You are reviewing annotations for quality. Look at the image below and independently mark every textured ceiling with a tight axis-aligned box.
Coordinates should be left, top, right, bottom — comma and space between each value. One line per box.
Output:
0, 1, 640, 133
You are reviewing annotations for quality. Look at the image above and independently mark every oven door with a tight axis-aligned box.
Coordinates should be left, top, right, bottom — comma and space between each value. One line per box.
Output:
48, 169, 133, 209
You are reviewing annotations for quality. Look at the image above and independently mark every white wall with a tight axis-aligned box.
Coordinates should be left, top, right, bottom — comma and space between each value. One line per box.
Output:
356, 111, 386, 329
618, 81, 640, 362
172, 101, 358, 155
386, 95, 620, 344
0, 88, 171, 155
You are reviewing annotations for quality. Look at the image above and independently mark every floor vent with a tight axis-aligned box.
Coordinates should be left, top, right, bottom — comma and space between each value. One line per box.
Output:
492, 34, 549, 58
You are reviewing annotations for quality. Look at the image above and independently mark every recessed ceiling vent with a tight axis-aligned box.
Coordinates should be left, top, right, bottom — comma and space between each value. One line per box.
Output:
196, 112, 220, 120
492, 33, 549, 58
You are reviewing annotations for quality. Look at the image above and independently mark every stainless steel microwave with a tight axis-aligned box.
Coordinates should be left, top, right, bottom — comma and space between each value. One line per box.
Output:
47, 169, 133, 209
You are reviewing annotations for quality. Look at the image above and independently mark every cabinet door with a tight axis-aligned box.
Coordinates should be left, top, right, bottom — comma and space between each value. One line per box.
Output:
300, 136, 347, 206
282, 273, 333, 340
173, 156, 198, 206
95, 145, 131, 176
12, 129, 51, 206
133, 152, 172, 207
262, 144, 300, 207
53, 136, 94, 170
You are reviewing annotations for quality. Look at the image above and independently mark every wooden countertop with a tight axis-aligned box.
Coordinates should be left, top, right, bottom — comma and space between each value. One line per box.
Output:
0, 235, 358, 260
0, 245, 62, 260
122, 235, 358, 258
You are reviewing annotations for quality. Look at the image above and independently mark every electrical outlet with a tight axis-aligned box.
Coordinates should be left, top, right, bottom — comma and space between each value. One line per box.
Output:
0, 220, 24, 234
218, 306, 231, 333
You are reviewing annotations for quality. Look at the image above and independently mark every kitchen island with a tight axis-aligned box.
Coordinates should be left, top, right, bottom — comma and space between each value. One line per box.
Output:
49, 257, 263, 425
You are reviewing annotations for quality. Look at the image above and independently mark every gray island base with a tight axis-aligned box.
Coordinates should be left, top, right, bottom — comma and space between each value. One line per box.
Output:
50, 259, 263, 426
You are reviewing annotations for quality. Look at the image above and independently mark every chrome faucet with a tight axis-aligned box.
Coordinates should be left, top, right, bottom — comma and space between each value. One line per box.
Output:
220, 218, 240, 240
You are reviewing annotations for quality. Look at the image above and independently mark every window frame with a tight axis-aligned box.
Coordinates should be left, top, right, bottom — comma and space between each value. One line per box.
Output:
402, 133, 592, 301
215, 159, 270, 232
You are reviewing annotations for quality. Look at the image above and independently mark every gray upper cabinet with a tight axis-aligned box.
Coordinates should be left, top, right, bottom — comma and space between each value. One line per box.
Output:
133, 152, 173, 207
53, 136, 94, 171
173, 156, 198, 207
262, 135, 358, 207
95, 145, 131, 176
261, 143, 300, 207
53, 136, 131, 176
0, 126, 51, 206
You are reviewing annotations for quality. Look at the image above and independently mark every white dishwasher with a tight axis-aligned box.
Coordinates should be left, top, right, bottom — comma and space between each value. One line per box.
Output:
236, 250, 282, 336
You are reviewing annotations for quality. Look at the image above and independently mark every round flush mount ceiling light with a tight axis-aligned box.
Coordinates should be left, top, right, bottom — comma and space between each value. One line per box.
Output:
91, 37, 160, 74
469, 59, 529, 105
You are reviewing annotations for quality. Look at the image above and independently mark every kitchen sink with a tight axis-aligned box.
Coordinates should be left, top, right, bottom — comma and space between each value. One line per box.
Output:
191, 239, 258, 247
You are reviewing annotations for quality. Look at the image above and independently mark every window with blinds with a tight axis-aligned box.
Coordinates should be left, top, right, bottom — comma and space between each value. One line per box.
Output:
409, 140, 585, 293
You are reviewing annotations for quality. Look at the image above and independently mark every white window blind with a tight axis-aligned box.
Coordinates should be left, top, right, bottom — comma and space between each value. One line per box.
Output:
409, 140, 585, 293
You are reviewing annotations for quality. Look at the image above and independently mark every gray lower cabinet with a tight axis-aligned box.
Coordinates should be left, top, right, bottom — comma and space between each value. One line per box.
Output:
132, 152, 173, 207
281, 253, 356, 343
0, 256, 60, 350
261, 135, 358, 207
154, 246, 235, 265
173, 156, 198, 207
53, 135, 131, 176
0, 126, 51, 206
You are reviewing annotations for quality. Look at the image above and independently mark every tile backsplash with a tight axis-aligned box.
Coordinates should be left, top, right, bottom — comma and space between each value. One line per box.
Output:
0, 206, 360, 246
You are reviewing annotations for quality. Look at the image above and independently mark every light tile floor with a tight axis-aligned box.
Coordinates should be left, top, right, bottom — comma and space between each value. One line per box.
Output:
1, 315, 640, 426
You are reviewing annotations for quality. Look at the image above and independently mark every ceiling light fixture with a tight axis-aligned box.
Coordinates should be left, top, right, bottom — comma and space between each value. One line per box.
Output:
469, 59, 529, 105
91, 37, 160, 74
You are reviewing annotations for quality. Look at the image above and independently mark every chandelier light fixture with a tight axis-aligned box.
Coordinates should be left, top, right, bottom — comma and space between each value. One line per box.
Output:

++++

What the task asks — Could you update the material from the line that contains "wall with a tight axis-aligned box." through the line that contains "356, 111, 386, 329" by changing "white wall" to "painted wall" and keeping everything else the same? Return only those lines.

Output of the exercise —
You are reviewing annotations for quality. Look at the image above and independently mark every painted wall with a tight axis-aligned box.
Coordinates should be left, top, right, bottom — comma and space between each value. One line per box.
Output:
356, 111, 386, 329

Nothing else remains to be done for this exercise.